Istruzione scritta A
Nel brano del primo libro dei Re, dove entrò Elia per passare la notte?
Istruzione scritta B
Duplica senza modifiche la parte del brano del primo libro dei Re che parte da "Dal primo libro" e termina con "all’ingresso della caverna.".

Dal primo libro dei Re 19,9a.11-13
In
quei giorni, Elia, essendo giunto al monte di Dio, l’Oreb, entrò in una caverna
per passarvi la notte, quand’ecco gli fu rivolta la parola del Signore in
questi termini: «Esci e fermati sul monte alla presenza del Signore». Ed ecco
che il Signore passò. Ci fu un vento impetuoso e gagliardo da spaccare i monti
e spezzare le rocce davanti al Signore, ma il Signore non era nel vento. Dopo
il vento, un terremoto, ma il Signore non era nel terremoto. Dopo il terremoto,
un fuoco, ma il Signore non era nel fuoco. Dopo il fuoco, il sussurro di una
brezza leggera. Come l’udì, Elia si coprì il volto con il mantello, uscì e si
fermò all’ingresso della caverna.
Salmo 84 - Mostraci, Signore, la tua
misericordia.

Insieme dei record
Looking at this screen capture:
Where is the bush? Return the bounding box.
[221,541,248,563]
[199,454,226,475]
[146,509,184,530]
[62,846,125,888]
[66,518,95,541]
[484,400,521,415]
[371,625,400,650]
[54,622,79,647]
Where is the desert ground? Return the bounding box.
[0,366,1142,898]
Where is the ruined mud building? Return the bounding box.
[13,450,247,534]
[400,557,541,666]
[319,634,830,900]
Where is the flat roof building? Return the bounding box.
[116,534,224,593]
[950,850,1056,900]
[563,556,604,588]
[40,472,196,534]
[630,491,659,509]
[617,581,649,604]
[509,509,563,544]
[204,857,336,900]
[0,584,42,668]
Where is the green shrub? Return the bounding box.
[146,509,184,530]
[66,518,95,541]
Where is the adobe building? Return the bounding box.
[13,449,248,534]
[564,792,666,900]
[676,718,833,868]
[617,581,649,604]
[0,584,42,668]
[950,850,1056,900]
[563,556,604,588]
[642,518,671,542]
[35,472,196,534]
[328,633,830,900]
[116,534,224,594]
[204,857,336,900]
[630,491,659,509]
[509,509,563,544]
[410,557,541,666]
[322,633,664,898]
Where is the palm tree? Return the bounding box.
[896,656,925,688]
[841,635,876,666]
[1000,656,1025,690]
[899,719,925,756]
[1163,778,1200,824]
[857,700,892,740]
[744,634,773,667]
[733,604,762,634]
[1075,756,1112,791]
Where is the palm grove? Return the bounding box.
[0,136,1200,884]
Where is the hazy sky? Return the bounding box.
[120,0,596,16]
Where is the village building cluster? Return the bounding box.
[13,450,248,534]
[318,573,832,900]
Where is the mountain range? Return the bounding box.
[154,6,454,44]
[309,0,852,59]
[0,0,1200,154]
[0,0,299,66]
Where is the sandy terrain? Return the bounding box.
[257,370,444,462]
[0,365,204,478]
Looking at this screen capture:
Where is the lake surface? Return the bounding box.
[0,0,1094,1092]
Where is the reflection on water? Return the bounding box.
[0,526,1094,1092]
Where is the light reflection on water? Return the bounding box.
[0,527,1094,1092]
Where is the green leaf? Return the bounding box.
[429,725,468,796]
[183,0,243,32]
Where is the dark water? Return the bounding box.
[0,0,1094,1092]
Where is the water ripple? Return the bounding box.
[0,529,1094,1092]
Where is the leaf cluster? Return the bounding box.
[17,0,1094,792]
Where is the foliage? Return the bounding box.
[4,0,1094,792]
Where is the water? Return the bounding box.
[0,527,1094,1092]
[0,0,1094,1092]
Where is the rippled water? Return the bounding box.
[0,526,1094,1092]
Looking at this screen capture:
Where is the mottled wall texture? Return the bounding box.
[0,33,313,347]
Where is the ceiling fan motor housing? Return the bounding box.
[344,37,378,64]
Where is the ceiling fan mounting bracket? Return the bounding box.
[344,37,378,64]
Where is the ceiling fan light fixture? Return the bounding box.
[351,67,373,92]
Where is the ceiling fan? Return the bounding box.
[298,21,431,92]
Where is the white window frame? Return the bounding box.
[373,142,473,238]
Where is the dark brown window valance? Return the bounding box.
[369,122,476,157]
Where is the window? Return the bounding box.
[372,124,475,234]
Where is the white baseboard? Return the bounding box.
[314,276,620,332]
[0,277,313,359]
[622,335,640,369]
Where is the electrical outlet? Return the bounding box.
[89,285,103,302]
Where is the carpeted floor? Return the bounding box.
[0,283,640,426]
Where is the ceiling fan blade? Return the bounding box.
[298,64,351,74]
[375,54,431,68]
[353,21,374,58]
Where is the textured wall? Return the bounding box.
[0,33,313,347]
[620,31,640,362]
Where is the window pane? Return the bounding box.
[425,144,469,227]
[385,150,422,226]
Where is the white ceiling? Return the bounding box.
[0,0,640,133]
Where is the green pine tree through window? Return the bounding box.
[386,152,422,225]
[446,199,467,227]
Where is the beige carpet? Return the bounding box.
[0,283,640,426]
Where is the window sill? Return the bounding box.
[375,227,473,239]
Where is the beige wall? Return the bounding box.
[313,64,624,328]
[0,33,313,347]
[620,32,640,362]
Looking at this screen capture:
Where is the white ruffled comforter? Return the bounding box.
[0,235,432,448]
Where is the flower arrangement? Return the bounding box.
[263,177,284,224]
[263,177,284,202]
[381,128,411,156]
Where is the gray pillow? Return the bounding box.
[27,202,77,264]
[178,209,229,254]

Risultato del compito A
In una caverna, dopo essere giunto all'Oreb, il monte di Dio.

Risultato del compito B
Dal primo libro dei Re 19,9a.11-13
In
quei giorni, Elia, essendo giunto al monte di Dio, l’Oreb, entrò in una caverna
per passarvi la notte, quand’ecco gli fu rivolta la parola del Signore in
questi termini: «Esci e fermati sul monte alla presenza del Signore». Ed ecco
che il Signore passò. Ci fu un vento impetuoso e gagliardo da spaccare i monti
e spezzare le rocce davanti al Signore, ma il Signore non era nel vento. Dopo
il vento, un terremoto, ma il Signore non era nel terremoto. Dopo il terremoto,
un fuoco, ma il Signore non era nel fuoco. Dopo il fuoco, il sussurro di una
brezza leggera. Come l’udì, Elia si coprì il volto con il mantello, uscì e si
fermò all’ingresso della caverna.